◆ Task goal: Gather every line in the listing below that contains the string "before".

Stored listing:
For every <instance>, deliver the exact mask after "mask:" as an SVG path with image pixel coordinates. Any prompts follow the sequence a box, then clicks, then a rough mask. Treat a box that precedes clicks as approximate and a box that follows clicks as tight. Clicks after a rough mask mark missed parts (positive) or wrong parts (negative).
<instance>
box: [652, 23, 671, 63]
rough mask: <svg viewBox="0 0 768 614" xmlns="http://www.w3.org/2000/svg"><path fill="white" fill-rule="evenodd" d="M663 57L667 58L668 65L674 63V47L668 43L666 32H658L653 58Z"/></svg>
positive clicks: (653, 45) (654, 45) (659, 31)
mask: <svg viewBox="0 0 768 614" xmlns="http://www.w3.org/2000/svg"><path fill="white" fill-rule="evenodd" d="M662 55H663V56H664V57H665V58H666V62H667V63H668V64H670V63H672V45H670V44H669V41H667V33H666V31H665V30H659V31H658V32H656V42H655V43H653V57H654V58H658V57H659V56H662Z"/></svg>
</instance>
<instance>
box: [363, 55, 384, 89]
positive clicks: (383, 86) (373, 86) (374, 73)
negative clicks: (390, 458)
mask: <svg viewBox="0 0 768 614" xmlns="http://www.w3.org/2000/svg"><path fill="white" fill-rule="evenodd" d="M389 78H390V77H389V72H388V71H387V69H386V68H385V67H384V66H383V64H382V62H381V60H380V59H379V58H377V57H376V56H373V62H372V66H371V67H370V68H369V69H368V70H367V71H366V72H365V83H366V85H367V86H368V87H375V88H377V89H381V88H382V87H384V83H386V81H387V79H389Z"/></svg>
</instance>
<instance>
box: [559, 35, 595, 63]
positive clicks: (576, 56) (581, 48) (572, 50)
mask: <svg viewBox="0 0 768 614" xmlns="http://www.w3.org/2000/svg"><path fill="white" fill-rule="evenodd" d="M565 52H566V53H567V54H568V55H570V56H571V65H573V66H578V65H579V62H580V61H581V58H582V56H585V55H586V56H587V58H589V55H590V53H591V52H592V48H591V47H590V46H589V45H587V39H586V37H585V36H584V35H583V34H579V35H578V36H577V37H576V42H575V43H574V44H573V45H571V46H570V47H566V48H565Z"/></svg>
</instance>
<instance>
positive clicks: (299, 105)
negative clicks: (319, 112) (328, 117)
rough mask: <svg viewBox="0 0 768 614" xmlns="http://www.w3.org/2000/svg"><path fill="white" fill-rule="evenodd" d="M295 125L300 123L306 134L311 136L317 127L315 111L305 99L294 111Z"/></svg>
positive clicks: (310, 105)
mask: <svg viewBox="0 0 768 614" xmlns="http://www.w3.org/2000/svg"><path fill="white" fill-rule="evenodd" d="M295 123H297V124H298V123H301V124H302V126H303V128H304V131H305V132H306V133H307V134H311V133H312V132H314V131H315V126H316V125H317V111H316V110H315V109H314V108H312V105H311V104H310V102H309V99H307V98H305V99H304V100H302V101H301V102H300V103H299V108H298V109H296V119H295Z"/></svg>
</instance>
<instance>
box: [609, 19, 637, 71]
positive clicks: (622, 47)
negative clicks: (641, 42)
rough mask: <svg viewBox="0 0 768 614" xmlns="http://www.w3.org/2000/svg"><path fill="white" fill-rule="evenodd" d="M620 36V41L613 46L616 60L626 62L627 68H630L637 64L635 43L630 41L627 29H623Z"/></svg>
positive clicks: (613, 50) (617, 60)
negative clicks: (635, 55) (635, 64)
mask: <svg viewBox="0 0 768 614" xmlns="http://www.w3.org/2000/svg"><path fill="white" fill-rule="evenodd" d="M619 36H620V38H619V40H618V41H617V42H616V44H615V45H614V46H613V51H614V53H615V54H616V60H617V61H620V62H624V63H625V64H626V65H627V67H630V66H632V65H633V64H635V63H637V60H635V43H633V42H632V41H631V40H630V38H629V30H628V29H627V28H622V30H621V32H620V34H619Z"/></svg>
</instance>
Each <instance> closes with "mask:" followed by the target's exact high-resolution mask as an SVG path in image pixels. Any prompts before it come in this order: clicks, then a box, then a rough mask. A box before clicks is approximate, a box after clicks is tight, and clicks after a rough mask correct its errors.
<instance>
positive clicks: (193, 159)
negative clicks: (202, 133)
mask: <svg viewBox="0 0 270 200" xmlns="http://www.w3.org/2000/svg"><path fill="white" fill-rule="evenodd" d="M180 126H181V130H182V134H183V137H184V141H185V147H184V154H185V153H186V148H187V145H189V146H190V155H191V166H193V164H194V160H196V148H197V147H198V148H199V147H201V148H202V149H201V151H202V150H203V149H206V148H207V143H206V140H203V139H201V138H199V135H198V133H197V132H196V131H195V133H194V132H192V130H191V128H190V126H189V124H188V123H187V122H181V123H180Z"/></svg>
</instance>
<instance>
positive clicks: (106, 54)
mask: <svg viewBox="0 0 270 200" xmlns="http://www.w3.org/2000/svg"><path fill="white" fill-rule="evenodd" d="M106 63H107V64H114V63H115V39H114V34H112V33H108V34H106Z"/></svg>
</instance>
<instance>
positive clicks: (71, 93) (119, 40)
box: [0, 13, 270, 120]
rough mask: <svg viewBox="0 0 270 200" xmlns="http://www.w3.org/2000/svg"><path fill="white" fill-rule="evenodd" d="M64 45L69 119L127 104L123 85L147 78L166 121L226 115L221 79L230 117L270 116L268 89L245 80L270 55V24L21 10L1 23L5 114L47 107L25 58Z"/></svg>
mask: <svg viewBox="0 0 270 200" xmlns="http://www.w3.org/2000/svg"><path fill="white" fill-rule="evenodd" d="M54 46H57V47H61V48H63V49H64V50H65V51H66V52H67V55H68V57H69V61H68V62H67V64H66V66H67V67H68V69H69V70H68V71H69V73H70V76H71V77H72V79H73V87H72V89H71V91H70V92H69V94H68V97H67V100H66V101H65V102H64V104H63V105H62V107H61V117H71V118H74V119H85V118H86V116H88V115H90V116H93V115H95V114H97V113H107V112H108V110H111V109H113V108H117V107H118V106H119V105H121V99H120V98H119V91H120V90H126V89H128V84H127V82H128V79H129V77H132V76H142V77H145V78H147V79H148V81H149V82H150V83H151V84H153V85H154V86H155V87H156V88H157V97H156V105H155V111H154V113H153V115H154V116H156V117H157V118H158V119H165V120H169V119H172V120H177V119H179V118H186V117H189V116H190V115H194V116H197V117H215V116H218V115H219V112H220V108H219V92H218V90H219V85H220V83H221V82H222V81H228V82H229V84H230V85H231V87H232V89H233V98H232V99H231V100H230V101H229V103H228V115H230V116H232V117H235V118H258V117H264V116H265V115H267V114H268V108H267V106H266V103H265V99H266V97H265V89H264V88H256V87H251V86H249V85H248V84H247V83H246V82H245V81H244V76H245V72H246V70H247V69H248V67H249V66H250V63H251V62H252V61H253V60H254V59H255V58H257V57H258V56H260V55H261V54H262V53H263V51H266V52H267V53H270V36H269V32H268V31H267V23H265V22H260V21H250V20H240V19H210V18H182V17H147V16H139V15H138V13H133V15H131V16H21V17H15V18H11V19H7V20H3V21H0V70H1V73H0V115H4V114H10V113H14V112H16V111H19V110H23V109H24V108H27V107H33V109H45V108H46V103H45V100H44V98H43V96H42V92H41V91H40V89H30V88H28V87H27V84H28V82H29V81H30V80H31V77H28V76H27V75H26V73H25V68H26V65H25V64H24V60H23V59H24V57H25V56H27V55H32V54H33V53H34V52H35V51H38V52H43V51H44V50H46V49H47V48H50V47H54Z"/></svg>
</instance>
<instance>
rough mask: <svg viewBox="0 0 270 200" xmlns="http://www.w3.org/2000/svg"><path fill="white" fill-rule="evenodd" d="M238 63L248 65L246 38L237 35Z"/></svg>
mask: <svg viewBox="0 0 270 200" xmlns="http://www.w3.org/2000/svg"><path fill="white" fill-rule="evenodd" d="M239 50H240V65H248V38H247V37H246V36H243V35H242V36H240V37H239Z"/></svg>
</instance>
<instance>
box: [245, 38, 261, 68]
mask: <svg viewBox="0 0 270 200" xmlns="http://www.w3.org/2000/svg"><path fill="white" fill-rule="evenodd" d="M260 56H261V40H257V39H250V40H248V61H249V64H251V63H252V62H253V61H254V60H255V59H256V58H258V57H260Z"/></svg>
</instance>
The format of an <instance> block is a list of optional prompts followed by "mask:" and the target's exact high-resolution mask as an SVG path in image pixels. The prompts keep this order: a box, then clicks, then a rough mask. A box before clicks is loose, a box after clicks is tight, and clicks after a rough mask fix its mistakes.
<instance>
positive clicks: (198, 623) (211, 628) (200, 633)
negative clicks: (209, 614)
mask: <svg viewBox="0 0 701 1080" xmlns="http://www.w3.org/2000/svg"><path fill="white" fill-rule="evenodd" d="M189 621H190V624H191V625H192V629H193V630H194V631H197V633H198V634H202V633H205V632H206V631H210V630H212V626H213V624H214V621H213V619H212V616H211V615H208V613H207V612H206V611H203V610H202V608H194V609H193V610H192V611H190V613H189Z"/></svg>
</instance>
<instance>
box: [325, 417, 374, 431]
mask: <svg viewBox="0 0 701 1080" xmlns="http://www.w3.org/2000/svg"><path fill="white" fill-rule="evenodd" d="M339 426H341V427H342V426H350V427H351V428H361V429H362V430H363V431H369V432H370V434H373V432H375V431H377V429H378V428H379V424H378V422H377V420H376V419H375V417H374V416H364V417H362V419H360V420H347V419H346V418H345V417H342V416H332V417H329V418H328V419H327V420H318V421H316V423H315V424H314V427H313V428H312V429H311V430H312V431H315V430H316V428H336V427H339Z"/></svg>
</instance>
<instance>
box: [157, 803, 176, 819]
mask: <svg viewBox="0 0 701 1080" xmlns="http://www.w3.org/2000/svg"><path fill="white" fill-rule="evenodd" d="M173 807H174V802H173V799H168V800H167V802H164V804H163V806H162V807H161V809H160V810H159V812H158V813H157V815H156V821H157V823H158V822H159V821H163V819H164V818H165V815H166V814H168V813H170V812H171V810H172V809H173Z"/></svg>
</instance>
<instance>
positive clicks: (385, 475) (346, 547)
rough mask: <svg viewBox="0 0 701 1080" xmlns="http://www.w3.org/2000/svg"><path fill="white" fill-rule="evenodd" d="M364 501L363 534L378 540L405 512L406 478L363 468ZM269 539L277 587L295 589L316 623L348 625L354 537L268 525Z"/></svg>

◆ Exercise solution:
Each <instance> closes with "mask:" followed by the target's exact high-resolution mask as an SVG path in image pixels. Any prompts before it come in this order: clicks, then a box, then a rough mask. A box before clicks is approximate, a box after clicks is tight, and clicks after a rough mask correct its errors.
The format of an <instance> block is a list of optional prompts followed by "mask:" and the target's exact high-resolution mask as an SVG path in image pixels. The prompts keep this order: a box, then clicks, then a rough mask. A box before clicks is loose, a box after clicks is tight, and clicks after a rough mask fix its mistakes.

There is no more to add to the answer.